**Instructions:**
a. Edit the blog post, starting with "Thursday, April 01, 2004" and going on through "free. (sfgate.com photo)", and put "cheerful" in place of "lighthearted".
b. Render the rows as a numbered list without blank lines, starting with the first row and going on through the line with "129L98 140L111 156L109".

**Selected excerpt:**
#####

Thursday, April 01, 2004

I was going to post a rant about the fluidity of American morality after being disgused by Dennis Miller whining at guest Eric Alterman about how it was really okay that Saddam Hussein gassed Kurds when he was our friend, because Iran 'was a bigger threat,' as if that would ever make gassing ANYONE okay... And then I got annoyed by the run-on-sentence nature of it all...

But then I decided to post something lighthearted instead. So here it is: "Charlie McCarthy Hearings" by Maureen Dowd. (04/01/04 NYTimes). Favorite line: "The President at all times, even on trips to the men's room, will be accompanied by the Vice President."

Wednesday, March 31, 2004

The Iraqi press should be free... but not TOO free. (sfgate.com photo - see sfgate article for more.)
The Iraqi press should be free... but not TOO free. (sfgate.com photo)
Another sad day without peace and security in Iraq

Just before my afternoon meeting I listened to the first half of 60 Minutes (cbsnews.com), where there was an extensive discussion of today's deaths of 4 civilians in Fallujah. (5 soldiers were also killed elsewhere.) They were killed with grenades and, quite appallingly, had their remains dragged through town. One correspondent discussed all the possible things civilians could have been doing for the Iraqi people, like supplying electricity or running water... but not what these particular civilians were actually doing.

According Five U.S. troops, four American. civilians die in day of 'horrific' violence in Iraq, by Robert Burns (sfgate.com/AP), there is information that the "civilians" were former military personnel providing [armed] security services for the military.
Early evidence indicated that the four civilian contractors worked for Blackwater Security Consulting, a company based in Moyock, N.C., the company said in a statement. The company is a security firm that hires former military members from the United States and other countries to provide security training and guard services. In Iraq, the company was hired by the Pentagon to provide security for convoys that delivered food in the Fallujah area, the company statement said.

#####

**Rows contained in a dataset:**

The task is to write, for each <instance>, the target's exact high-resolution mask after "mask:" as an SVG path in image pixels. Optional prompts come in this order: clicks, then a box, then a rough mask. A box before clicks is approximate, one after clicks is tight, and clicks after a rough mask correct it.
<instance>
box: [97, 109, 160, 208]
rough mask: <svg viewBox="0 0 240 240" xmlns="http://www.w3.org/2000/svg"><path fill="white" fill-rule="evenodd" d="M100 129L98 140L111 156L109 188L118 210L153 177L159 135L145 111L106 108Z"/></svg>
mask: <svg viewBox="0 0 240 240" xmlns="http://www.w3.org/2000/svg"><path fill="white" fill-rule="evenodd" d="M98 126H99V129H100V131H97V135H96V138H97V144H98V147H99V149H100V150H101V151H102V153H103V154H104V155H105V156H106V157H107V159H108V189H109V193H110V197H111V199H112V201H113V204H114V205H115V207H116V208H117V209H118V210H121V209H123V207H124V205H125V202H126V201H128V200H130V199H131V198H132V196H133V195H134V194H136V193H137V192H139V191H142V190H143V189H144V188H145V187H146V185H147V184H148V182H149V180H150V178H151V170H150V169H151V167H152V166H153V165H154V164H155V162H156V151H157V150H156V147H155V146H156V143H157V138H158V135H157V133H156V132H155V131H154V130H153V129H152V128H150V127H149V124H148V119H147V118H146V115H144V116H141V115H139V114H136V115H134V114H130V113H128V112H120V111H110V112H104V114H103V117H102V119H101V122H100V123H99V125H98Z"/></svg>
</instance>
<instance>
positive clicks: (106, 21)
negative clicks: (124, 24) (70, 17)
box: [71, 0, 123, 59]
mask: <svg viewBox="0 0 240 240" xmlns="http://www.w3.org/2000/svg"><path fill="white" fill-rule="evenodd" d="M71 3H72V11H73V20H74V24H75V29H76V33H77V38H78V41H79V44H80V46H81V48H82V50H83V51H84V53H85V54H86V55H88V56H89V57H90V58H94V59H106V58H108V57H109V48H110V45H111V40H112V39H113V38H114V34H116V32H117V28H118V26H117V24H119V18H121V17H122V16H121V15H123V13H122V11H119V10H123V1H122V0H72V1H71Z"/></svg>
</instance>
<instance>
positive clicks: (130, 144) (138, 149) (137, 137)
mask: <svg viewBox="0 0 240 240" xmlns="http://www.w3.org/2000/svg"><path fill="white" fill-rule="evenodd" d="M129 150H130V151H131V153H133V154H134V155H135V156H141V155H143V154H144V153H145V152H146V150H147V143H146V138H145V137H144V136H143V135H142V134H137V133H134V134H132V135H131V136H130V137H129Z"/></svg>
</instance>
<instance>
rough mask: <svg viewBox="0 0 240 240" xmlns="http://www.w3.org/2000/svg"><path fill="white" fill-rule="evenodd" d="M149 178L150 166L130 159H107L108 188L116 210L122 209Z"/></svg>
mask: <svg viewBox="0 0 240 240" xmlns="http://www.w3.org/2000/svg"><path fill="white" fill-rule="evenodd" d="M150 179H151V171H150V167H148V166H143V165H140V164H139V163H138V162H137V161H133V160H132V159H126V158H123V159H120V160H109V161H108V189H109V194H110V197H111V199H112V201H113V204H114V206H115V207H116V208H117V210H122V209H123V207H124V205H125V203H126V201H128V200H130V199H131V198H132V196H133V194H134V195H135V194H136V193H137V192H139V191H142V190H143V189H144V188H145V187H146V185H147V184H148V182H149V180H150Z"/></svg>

#####

**Solution set:**
a.
Thursday, April 01, 2004

I was going to post a rant about the fluidity of American morality after being disgused by Dennis Miller whining at guest Eric Alterman about how it was really okay that Saddam Hussein gassed Kurds when he was our friend, because Iran 'was a bigger threat,' as if that would ever make gassing ANYONE okay... And then I got annoyed by the run-on-sentence nature of it all...

But then I decided to post something cheerful instead. So here it is: "Charlie McCarthy Hearings" by Maureen Dowd. (04/01/04 NYTimes). Favorite line: "The President at all times, even on trips to the men's room, will be accompanied by the Vice President."

Wednesday, March 31, 2004

The Iraqi press should be free... but not TOO free. (sfgate.com photo - see sfgate article for more.)
The Iraqi press should be free... but not TOO free. (sfgate.com photo)

b.
1. The task is to write, for each <instance>, the target's exact high-resolution mask after "mask:" as an SVG path in image pixels. Optional prompts come in this order: clicks, then a box, then a rough mask. A box before clicks is approximate, one after clicks is tight, and clicks after a rough mask correct it.
2. <instance>
3. box: [97, 109, 160, 208]
4. rough mask: <svg viewBox="0 0 240 240" xmlns="http://www.w3.org/2000/svg"><path fill="white" fill-rule="evenodd" d="M100 129L98 140L111 156L109 188L118 210L153 177L159 135L145 111L106 108Z"/></svg>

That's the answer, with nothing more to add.